** Data excerpts **
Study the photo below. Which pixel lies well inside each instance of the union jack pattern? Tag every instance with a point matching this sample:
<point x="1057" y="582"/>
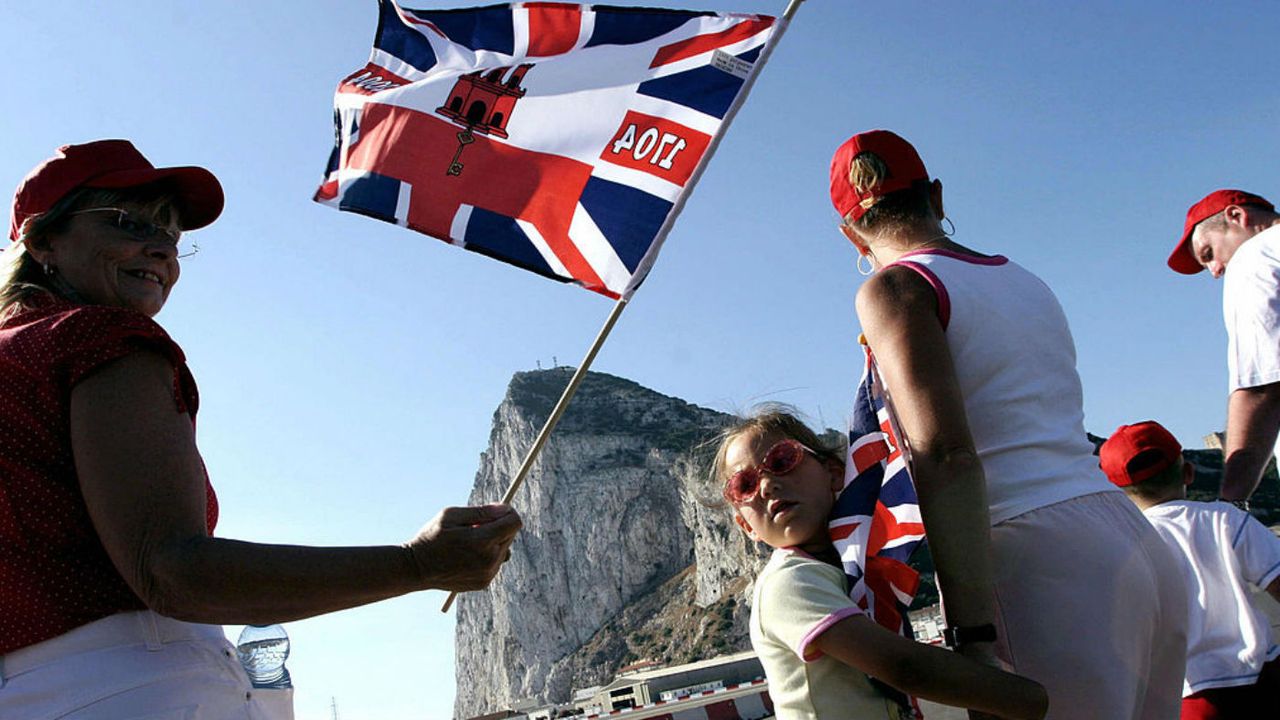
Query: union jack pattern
<point x="876" y="523"/>
<point x="558" y="137"/>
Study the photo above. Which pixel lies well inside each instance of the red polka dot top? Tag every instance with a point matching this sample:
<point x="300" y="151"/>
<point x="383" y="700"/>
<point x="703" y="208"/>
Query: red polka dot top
<point x="54" y="573"/>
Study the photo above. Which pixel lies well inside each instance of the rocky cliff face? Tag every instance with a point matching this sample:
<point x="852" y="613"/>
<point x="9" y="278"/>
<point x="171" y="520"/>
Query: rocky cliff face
<point x="618" y="559"/>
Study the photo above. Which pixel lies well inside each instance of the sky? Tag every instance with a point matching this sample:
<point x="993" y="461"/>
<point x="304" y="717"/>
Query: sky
<point x="350" y="369"/>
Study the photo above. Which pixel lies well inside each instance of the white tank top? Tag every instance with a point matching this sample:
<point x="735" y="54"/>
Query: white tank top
<point x="1015" y="360"/>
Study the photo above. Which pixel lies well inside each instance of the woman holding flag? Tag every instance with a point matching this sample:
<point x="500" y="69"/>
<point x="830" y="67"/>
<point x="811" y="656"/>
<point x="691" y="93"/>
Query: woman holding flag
<point x="1041" y="565"/>
<point x="112" y="582"/>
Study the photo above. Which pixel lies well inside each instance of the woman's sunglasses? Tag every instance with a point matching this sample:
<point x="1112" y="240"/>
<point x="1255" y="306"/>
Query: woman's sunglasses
<point x="781" y="459"/>
<point x="144" y="231"/>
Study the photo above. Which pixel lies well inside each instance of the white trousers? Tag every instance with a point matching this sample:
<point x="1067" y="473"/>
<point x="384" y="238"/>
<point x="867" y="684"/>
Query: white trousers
<point x="1093" y="605"/>
<point x="135" y="666"/>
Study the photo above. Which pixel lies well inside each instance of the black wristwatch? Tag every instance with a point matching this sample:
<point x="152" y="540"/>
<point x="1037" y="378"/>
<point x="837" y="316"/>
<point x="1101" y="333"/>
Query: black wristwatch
<point x="956" y="637"/>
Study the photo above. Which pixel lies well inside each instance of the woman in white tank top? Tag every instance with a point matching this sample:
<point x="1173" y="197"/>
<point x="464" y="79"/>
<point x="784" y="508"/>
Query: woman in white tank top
<point x="1041" y="565"/>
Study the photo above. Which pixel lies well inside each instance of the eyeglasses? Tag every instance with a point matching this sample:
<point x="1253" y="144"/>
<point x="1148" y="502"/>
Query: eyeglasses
<point x="781" y="459"/>
<point x="145" y="231"/>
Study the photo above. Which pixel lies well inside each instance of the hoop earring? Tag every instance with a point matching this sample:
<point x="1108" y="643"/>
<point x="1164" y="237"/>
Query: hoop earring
<point x="869" y="267"/>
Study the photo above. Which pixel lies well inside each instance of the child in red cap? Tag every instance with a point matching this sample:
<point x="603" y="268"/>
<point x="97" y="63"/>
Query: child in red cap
<point x="1232" y="666"/>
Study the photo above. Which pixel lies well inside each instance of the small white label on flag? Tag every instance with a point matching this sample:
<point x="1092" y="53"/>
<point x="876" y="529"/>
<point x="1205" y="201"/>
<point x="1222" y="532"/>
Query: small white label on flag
<point x="736" y="67"/>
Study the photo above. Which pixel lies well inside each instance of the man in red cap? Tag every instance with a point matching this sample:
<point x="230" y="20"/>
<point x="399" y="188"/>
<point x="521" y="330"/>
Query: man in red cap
<point x="1235" y="236"/>
<point x="1232" y="659"/>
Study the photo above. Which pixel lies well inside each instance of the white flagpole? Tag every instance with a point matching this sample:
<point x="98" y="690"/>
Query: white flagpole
<point x="562" y="404"/>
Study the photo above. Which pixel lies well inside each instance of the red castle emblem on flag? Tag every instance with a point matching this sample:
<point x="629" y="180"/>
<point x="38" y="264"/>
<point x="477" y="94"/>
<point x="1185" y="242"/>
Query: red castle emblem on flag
<point x="483" y="101"/>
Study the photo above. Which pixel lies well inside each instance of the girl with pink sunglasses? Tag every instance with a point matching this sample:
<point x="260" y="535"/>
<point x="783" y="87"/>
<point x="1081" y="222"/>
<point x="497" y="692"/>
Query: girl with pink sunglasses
<point x="818" y="648"/>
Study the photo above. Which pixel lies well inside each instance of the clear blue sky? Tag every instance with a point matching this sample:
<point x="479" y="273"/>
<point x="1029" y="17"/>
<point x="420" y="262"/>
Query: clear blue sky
<point x="348" y="369"/>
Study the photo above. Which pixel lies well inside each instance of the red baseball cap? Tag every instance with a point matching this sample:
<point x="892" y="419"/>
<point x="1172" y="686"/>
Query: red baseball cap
<point x="1182" y="259"/>
<point x="1130" y="441"/>
<point x="904" y="168"/>
<point x="114" y="164"/>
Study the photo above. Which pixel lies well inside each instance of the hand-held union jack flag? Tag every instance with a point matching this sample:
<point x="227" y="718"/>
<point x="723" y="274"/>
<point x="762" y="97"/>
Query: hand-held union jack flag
<point x="557" y="137"/>
<point x="876" y="524"/>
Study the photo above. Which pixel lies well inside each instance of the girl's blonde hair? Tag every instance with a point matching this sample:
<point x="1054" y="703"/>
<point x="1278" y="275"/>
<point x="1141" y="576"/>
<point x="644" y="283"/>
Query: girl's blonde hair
<point x="22" y="278"/>
<point x="894" y="213"/>
<point x="771" y="419"/>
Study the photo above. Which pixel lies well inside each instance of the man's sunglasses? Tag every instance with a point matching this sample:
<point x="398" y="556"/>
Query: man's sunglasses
<point x="144" y="231"/>
<point x="781" y="459"/>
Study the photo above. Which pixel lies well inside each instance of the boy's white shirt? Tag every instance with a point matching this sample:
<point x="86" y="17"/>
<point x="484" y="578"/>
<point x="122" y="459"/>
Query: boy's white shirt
<point x="1224" y="550"/>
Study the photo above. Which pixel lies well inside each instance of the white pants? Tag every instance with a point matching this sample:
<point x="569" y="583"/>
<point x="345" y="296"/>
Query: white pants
<point x="135" y="666"/>
<point x="1093" y="605"/>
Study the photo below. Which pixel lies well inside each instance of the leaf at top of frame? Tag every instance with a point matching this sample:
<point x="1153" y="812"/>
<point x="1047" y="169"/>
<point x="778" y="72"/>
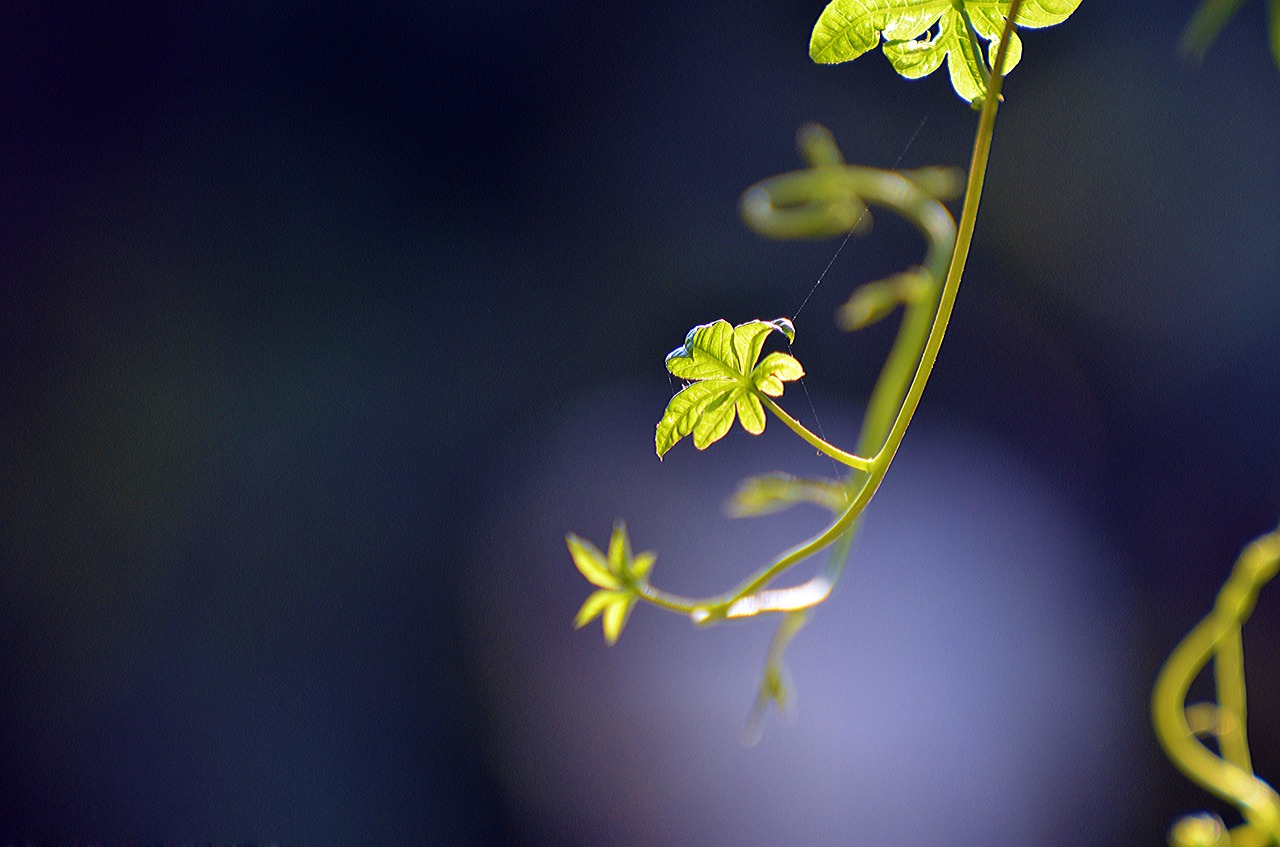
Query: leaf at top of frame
<point x="848" y="28"/>
<point x="727" y="383"/>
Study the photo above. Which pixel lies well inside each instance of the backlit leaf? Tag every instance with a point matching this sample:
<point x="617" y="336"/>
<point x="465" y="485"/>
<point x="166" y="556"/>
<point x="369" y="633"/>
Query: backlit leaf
<point x="727" y="384"/>
<point x="848" y="28"/>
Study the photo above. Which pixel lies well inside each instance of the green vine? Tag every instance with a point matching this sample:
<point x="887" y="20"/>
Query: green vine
<point x="728" y="380"/>
<point x="1179" y="727"/>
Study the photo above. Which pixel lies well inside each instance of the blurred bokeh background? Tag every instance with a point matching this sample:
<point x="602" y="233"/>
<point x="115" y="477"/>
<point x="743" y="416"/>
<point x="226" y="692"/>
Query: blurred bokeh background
<point x="323" y="323"/>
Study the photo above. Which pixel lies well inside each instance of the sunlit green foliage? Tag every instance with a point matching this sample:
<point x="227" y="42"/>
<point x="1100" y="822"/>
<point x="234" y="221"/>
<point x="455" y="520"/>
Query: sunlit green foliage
<point x="616" y="573"/>
<point x="726" y="381"/>
<point x="848" y="28"/>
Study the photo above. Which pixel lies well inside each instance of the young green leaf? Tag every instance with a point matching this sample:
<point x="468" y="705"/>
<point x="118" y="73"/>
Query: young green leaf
<point x="848" y="28"/>
<point x="617" y="573"/>
<point x="727" y="381"/>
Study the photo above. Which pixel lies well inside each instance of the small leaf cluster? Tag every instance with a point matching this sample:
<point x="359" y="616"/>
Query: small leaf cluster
<point x="848" y="28"/>
<point x="617" y="575"/>
<point x="726" y="381"/>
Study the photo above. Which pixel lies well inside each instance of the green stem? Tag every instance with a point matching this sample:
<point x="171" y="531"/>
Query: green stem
<point x="711" y="609"/>
<point x="821" y="444"/>
<point x="1257" y="801"/>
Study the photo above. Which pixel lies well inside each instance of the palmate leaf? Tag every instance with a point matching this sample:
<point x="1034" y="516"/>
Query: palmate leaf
<point x="616" y="573"/>
<point x="727" y="381"/>
<point x="848" y="28"/>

** Task statement **
The lines needed are those in the data above that hold the string "below"; copy each of them.

** Written response **
Study the photo below. Which pixel lies well inside each instance of the union jack pattern? Tag every instance with a point matching this sample:
Study the photo below. Which pixel lies well inside each instance of the leaf at top of frame? Tag every instance with a point matching this sample:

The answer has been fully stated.